Exercise objective
Copy the part of the news story about the bear attacks word for word, everything from "Officials said they" down to "after the attack.".

Text passage
+ + + + +

Genetic testing has indicated the bear that severely injured a man last month remains on the loose, clearing all three bears killed by state hunters after a string of three attacks near campgrounds south of Highway 260 near Christopher Creek in central Arizona.

Officials said they would re-evaluate the order that closed Ponderosa, Sharp Creek and Christopher Creek campgrounds on July 15, the Payson Roundup reported.

Arizona Game and Fish Department officials say they have yet to make contact with a black bear that pulled a 30-year-old Tempe man from his tent by the scalp June 24 at Ponderosa Campground.

Officials didn’t have enough DNA samples from the bears that attacked two other campers earlier to tie any of the attacks to the three bears killed after hounds picked up their scents in Tonto Village or near the Ponderosa Campground shortly after the attack.

Meanwhile, game and fish officials and sheriff’s deputies have fielded a number of reports of bear sightings in Christopher Creek, East Valley Estates and elsewhere — but have reported no fresh attacks or conflicts.

Jim Paxon, chief of information with game and fish, said two game officers are still patrolling the areas around Ponderosa Campground and Thompson Draw, but have not sighted any bears. The officers have set out baited traps near the campgrounds, but so far haven’t caught any any bears.

“The Forest Service is going to have to decide if it is going to reopen the campgrounds if we don’t have a bear in hand by the 15th,” he said. “I don’t know what they will do.”

The Forest Service briefly closed Ponderosa after a bear clawed its way through a couple’s tent May 31. A woman sleeping inside was clawed on the head.

On June 21, a bear bit a man sleeping in a garage in the Thompson Draw II subdivision a mile from the campground. The bear’s teeth barely penetrated the man’s leg.

Then on June 24, a bear pulled Peter Baca from his tent, barely missing a 1-year-old child also sleeping in the tent. Baca underwent surgeries but should recover.

Game officers tracked and killed three bears, two young males and an adult female. However, the DNA sample cleared all three in the Baca attack. Officials have no way to determine whether any of the bears had any role in the other two attacks because they didn’t leave behind useable traces of DNA.

+ + + + +

Data section
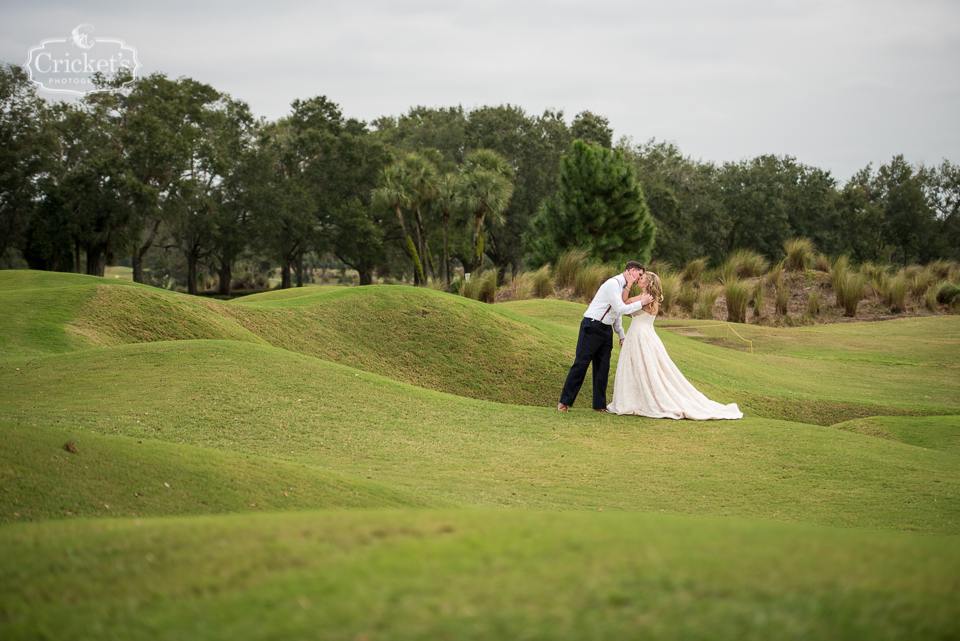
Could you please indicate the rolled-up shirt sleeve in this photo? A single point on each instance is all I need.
(613, 293)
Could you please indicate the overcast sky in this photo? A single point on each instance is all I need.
(835, 84)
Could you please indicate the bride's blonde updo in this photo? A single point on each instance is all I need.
(654, 288)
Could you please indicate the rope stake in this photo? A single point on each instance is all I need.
(727, 325)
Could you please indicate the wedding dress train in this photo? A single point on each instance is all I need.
(649, 384)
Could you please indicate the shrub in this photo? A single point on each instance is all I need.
(757, 298)
(691, 273)
(849, 292)
(522, 286)
(589, 279)
(660, 267)
(737, 294)
(823, 263)
(798, 250)
(782, 297)
(671, 291)
(482, 286)
(948, 294)
(931, 298)
(920, 283)
(687, 297)
(486, 291)
(941, 269)
(706, 302)
(876, 276)
(568, 266)
(838, 270)
(895, 295)
(773, 276)
(744, 263)
(542, 282)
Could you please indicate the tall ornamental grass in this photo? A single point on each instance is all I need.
(850, 289)
(568, 266)
(798, 251)
(775, 274)
(878, 277)
(737, 293)
(758, 298)
(922, 282)
(781, 295)
(706, 302)
(589, 279)
(948, 294)
(694, 269)
(838, 270)
(813, 304)
(941, 268)
(522, 286)
(895, 295)
(823, 263)
(687, 297)
(542, 282)
(671, 291)
(932, 302)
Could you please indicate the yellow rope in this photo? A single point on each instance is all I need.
(727, 325)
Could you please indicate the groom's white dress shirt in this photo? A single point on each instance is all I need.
(608, 306)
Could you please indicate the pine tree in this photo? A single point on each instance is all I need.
(599, 207)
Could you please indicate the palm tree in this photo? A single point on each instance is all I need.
(419, 182)
(487, 189)
(392, 194)
(449, 201)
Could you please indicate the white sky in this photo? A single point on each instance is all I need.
(837, 84)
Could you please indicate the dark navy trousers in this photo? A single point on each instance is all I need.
(594, 346)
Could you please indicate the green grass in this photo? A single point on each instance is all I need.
(300, 409)
(831, 511)
(473, 575)
(116, 476)
(941, 433)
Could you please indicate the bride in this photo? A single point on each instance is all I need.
(647, 382)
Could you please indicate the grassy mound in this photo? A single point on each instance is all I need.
(941, 433)
(118, 476)
(473, 575)
(254, 399)
(419, 336)
(56, 313)
(516, 353)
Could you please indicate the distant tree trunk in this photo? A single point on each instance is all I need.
(192, 275)
(478, 249)
(226, 276)
(136, 256)
(298, 268)
(424, 245)
(446, 256)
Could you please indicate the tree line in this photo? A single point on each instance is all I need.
(168, 167)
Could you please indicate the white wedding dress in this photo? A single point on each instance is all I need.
(649, 384)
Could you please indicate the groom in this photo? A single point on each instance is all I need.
(595, 341)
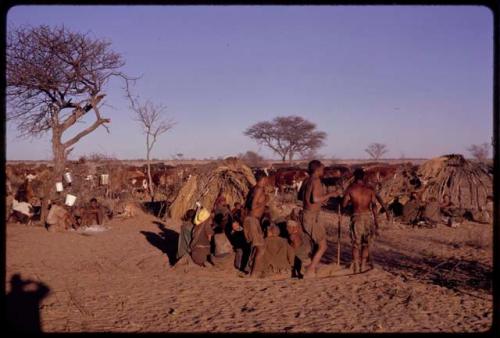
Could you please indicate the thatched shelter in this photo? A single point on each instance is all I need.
(231, 178)
(467, 183)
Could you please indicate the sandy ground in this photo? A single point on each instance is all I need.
(121, 280)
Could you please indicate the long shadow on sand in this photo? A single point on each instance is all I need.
(451, 273)
(166, 241)
(23, 303)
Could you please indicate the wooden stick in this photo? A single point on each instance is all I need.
(338, 237)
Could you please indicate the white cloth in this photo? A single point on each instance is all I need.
(22, 207)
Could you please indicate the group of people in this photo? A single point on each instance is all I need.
(295, 246)
(432, 212)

+ + + + +

Exercise solution
Officials said they would re-evaluate the order that closed Ponderosa, Sharp Creek and Christopher Creek campgrounds on July 15, the Payson Roundup reported.

Arizona Game and Fish Department officials say they have yet to make contact with a black bear that pulled a 30-year-old Tempe man from his tent by the scalp June 24 at Ponderosa Campground.

Officials didn’t have enough DNA samples from the bears that attacked two other campers earlier to tie any of the attacks to the three bears killed after hounds picked up their scents in Tonto Village or near the Ponderosa Campground shortly after the attack.